Rewrite the listing from the line containing "Point to the window frame." through the end, requests included, and raise every coordinate by 49. Leave the pictures out.

(Data records)
↓

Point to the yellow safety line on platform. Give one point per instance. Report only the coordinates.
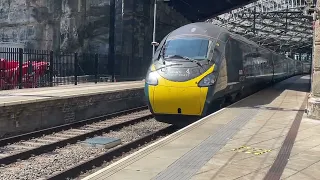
(250, 150)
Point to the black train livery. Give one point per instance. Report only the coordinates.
(201, 65)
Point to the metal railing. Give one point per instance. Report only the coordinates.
(27, 68)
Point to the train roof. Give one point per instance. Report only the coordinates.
(208, 29)
(200, 29)
(213, 31)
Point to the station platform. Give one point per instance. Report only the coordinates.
(264, 136)
(25, 110)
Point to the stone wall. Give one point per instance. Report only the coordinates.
(83, 25)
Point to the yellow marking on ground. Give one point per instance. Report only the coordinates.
(251, 150)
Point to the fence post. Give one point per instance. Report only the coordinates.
(76, 62)
(20, 67)
(51, 69)
(96, 61)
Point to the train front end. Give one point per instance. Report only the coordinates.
(181, 78)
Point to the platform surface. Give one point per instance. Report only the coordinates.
(264, 136)
(9, 97)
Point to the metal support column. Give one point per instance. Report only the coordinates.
(111, 55)
(154, 27)
(313, 106)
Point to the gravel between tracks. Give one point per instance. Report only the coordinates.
(11, 149)
(60, 159)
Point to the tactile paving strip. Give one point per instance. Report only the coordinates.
(190, 163)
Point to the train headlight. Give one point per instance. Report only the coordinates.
(152, 78)
(208, 80)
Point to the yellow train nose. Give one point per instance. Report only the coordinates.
(177, 100)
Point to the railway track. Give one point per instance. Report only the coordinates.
(59, 152)
(24, 146)
(117, 152)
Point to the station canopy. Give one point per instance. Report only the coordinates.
(279, 25)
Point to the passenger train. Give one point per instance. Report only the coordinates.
(200, 66)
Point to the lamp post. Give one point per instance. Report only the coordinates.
(154, 43)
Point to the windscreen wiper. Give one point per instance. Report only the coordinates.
(168, 66)
(187, 58)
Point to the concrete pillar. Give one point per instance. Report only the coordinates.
(313, 106)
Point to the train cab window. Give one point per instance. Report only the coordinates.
(195, 48)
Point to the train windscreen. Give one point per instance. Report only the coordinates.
(195, 48)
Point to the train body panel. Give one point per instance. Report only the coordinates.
(200, 63)
(166, 97)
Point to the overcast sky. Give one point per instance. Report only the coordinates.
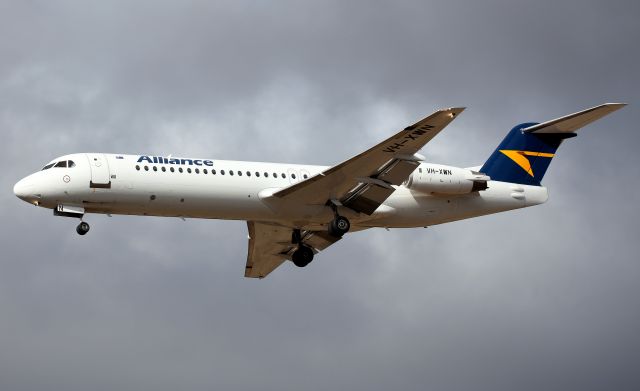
(541, 298)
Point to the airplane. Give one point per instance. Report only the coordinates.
(294, 211)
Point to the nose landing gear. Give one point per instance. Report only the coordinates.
(82, 228)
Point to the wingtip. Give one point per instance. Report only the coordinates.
(453, 111)
(615, 105)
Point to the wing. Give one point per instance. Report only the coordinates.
(363, 182)
(271, 244)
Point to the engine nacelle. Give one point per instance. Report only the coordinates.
(439, 179)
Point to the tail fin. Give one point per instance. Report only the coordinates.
(526, 152)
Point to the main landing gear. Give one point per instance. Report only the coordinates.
(303, 254)
(339, 226)
(82, 228)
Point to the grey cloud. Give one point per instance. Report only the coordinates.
(531, 299)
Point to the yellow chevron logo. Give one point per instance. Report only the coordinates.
(521, 159)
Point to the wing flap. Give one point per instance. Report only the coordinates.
(390, 161)
(268, 248)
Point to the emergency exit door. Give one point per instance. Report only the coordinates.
(100, 177)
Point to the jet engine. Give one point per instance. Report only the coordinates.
(439, 179)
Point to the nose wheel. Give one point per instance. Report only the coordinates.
(82, 228)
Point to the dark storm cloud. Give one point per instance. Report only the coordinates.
(531, 299)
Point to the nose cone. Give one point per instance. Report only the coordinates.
(24, 190)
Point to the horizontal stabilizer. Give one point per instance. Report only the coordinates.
(572, 122)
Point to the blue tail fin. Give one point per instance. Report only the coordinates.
(523, 157)
(525, 154)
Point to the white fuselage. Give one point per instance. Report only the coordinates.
(237, 190)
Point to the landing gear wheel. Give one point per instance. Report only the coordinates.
(302, 256)
(339, 226)
(82, 228)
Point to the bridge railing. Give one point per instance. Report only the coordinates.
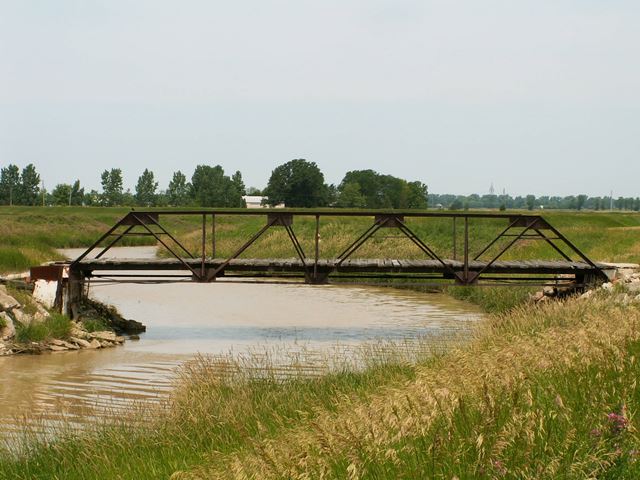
(460, 263)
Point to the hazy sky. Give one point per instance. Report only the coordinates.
(536, 96)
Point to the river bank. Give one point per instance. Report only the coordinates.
(543, 391)
(28, 327)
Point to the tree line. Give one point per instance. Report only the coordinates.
(531, 202)
(297, 183)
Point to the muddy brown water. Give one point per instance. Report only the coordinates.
(187, 319)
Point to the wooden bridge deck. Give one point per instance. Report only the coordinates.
(295, 265)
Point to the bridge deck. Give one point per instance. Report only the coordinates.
(295, 265)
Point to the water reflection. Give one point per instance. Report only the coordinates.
(186, 319)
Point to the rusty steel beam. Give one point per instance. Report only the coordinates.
(171, 251)
(214, 274)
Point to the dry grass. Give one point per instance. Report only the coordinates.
(550, 340)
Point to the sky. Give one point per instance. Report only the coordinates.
(531, 96)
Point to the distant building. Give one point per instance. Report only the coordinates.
(255, 201)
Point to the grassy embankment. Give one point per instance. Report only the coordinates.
(31, 235)
(545, 391)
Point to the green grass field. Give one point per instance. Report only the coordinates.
(541, 391)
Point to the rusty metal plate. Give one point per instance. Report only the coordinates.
(280, 219)
(50, 273)
(535, 223)
(134, 218)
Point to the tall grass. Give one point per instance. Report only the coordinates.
(542, 392)
(55, 326)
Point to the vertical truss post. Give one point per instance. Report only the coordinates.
(317, 249)
(454, 239)
(213, 235)
(466, 250)
(296, 244)
(204, 244)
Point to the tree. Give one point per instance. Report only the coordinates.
(61, 194)
(9, 182)
(254, 191)
(580, 201)
(178, 191)
(386, 191)
(146, 189)
(417, 195)
(351, 196)
(236, 178)
(210, 187)
(370, 186)
(297, 183)
(77, 194)
(112, 187)
(530, 202)
(29, 186)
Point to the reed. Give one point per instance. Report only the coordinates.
(539, 392)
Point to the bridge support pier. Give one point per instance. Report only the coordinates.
(74, 294)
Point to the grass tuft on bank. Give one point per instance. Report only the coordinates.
(55, 326)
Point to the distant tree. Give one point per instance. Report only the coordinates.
(297, 183)
(212, 188)
(236, 178)
(580, 201)
(530, 202)
(254, 191)
(146, 189)
(370, 186)
(92, 198)
(112, 187)
(417, 196)
(77, 194)
(61, 194)
(29, 187)
(386, 191)
(9, 184)
(351, 196)
(128, 198)
(456, 204)
(178, 191)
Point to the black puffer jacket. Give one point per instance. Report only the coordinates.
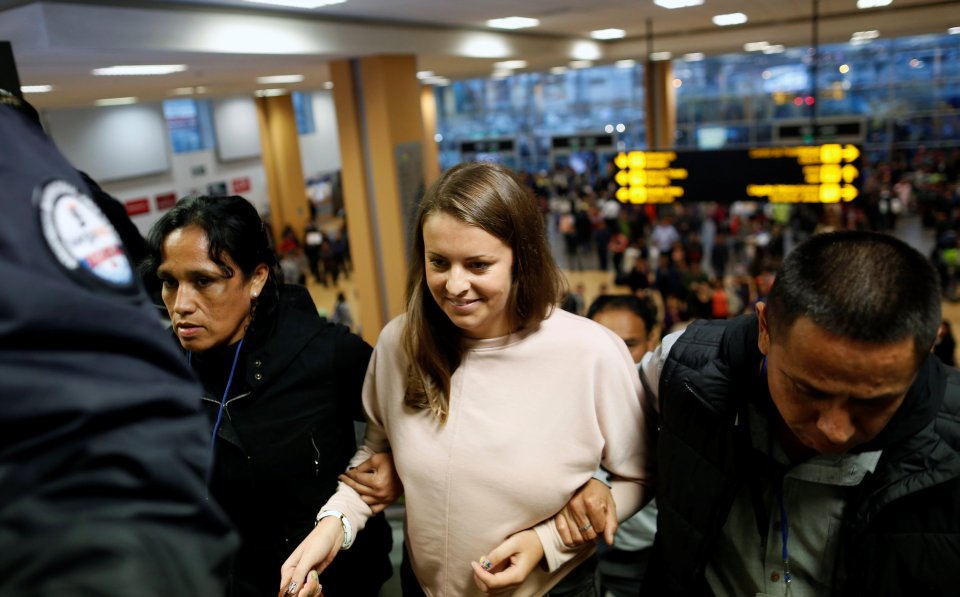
(286, 433)
(901, 530)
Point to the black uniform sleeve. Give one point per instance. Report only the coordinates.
(352, 357)
(103, 450)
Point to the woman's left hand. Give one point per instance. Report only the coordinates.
(376, 480)
(509, 563)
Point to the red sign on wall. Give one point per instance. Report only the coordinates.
(166, 201)
(136, 207)
(240, 185)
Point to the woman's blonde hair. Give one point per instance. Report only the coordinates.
(490, 197)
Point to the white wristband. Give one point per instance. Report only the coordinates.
(344, 522)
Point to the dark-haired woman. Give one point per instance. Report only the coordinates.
(282, 389)
(497, 405)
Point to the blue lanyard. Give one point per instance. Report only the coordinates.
(778, 489)
(223, 401)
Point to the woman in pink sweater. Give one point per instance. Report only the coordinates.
(497, 406)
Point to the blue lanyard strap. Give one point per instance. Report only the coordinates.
(778, 489)
(223, 400)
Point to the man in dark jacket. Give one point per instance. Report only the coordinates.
(814, 448)
(103, 450)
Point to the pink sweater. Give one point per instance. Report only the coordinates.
(532, 414)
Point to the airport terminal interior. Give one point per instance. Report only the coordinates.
(662, 139)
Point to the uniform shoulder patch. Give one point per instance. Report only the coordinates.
(82, 239)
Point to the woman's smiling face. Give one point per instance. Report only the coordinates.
(469, 274)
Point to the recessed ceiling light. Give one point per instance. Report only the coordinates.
(140, 69)
(513, 23)
(608, 33)
(865, 35)
(299, 3)
(677, 3)
(734, 18)
(188, 90)
(115, 101)
(279, 79)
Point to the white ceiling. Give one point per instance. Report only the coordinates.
(226, 44)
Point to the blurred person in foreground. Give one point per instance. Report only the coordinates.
(103, 454)
(281, 389)
(622, 565)
(811, 448)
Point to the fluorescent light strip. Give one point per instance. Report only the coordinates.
(279, 79)
(861, 4)
(513, 23)
(671, 4)
(140, 69)
(865, 35)
(608, 34)
(299, 3)
(115, 101)
(733, 18)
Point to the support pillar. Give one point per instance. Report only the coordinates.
(660, 101)
(381, 132)
(280, 149)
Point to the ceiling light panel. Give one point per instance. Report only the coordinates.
(513, 23)
(733, 18)
(608, 34)
(298, 3)
(677, 3)
(140, 70)
(115, 101)
(279, 79)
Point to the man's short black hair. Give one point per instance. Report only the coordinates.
(641, 307)
(865, 286)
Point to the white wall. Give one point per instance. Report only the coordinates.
(129, 140)
(185, 173)
(185, 179)
(320, 151)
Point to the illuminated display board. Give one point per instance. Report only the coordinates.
(804, 174)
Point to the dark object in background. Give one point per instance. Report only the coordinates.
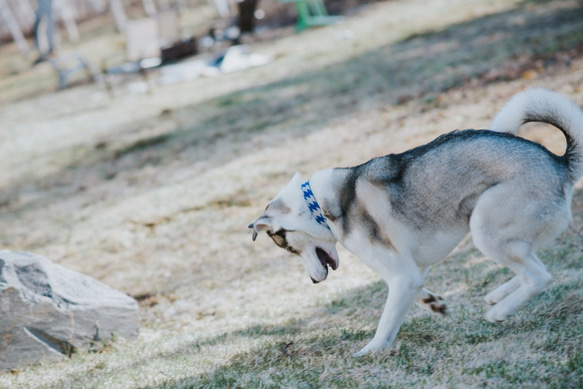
(179, 50)
(247, 15)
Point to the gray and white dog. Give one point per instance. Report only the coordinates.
(402, 213)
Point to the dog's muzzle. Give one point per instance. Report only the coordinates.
(325, 259)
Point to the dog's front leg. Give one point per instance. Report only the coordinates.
(405, 286)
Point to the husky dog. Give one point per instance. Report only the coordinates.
(402, 213)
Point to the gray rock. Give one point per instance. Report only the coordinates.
(48, 311)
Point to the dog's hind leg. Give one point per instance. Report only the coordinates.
(506, 236)
(502, 291)
(432, 302)
(405, 282)
(532, 278)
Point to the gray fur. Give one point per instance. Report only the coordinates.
(402, 213)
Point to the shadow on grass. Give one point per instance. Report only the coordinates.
(492, 48)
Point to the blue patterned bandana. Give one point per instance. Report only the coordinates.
(313, 204)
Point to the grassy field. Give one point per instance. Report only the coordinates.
(152, 194)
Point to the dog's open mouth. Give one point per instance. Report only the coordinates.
(326, 259)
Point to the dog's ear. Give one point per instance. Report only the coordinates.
(262, 224)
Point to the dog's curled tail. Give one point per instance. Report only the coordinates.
(541, 105)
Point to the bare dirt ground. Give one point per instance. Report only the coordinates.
(152, 194)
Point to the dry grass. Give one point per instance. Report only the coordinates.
(152, 195)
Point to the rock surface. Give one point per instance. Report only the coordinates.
(48, 311)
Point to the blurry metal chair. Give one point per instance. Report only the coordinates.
(312, 13)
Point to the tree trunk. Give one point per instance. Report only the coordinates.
(247, 15)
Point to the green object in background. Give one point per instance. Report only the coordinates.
(312, 13)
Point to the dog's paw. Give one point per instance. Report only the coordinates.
(368, 349)
(494, 315)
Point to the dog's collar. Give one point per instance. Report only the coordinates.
(313, 205)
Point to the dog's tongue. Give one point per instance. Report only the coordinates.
(326, 259)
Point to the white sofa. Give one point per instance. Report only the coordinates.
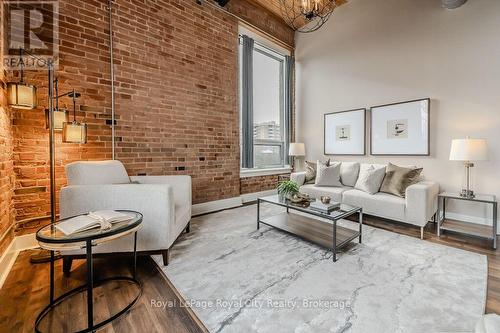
(417, 208)
(164, 201)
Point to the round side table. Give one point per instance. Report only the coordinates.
(50, 238)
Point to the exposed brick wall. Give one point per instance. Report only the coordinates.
(83, 66)
(177, 94)
(7, 212)
(176, 85)
(260, 183)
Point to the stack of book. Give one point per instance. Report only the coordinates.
(325, 208)
(104, 219)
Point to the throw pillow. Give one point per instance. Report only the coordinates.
(328, 175)
(370, 179)
(311, 171)
(349, 172)
(397, 179)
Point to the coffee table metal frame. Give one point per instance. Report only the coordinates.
(87, 242)
(346, 211)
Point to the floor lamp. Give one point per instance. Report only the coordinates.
(23, 96)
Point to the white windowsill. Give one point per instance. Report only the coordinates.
(245, 173)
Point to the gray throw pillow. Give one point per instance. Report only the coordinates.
(349, 172)
(370, 180)
(328, 175)
(311, 171)
(397, 179)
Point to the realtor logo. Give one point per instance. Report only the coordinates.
(32, 26)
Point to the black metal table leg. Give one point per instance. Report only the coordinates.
(360, 224)
(90, 286)
(258, 214)
(335, 240)
(135, 255)
(51, 277)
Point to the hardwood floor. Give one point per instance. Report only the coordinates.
(26, 292)
(26, 289)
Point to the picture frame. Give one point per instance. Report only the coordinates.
(344, 132)
(400, 129)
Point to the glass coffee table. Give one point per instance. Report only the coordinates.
(312, 227)
(50, 238)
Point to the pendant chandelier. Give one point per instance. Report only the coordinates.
(307, 15)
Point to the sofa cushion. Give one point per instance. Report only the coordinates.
(96, 173)
(397, 179)
(316, 192)
(328, 175)
(311, 171)
(349, 172)
(370, 179)
(380, 204)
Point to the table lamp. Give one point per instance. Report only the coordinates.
(468, 150)
(296, 149)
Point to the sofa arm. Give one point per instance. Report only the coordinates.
(298, 177)
(154, 201)
(421, 202)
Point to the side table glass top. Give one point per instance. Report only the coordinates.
(49, 234)
(478, 197)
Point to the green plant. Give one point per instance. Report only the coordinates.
(288, 188)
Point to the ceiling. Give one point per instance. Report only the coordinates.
(274, 5)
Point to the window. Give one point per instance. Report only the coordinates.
(269, 120)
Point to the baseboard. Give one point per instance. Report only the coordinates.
(249, 197)
(18, 244)
(472, 219)
(213, 206)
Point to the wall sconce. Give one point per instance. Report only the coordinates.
(21, 95)
(74, 132)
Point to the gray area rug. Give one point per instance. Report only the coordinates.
(238, 279)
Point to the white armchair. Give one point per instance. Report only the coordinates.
(164, 201)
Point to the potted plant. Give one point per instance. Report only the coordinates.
(287, 188)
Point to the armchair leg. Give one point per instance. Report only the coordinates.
(67, 262)
(165, 254)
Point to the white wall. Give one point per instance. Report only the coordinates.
(377, 52)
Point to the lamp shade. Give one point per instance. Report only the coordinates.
(468, 150)
(297, 149)
(21, 96)
(74, 132)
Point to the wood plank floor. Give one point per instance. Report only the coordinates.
(25, 291)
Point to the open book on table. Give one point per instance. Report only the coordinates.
(103, 219)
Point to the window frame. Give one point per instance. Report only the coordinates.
(282, 144)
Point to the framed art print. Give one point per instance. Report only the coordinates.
(344, 132)
(400, 128)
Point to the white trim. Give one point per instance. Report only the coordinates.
(245, 173)
(18, 244)
(212, 206)
(249, 197)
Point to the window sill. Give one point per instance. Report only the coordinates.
(245, 173)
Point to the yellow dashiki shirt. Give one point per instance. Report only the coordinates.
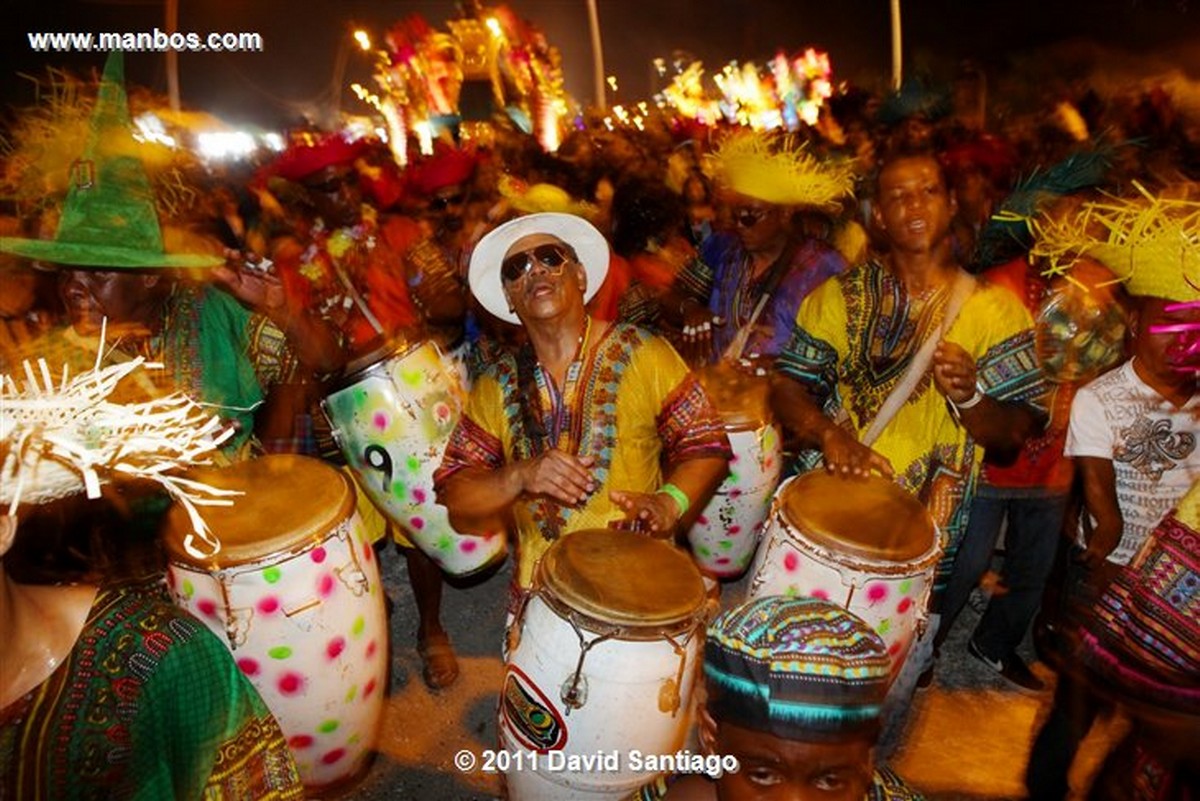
(856, 335)
(633, 405)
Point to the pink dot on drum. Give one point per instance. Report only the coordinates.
(269, 604)
(291, 684)
(876, 592)
(335, 646)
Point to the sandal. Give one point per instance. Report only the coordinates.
(439, 667)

↑

Solution to this exercise:
Point to the window frame. Give one point per instance. Report only the coordinates.
(331, 193)
Point to the framed art print. Give one point per instance. Report only the coordinates.
(393, 181)
(449, 177)
Point to the white trim. Give one point per instance. Report only the coordinates.
(294, 222)
(67, 293)
(261, 255)
(298, 246)
Point to the window sill. Give one point per instance. Report only the coordinates.
(294, 222)
Point to the yellow dashiki shirt. Give one point per instance. Report only the coordinates.
(905, 384)
(682, 454)
Point to the pink dot on drum. Give one point per instance. Report only the coordinates.
(318, 653)
(340, 733)
(925, 641)
(384, 695)
Point to the sandal. Give one point per instance. Report only the coordinates.
(488, 716)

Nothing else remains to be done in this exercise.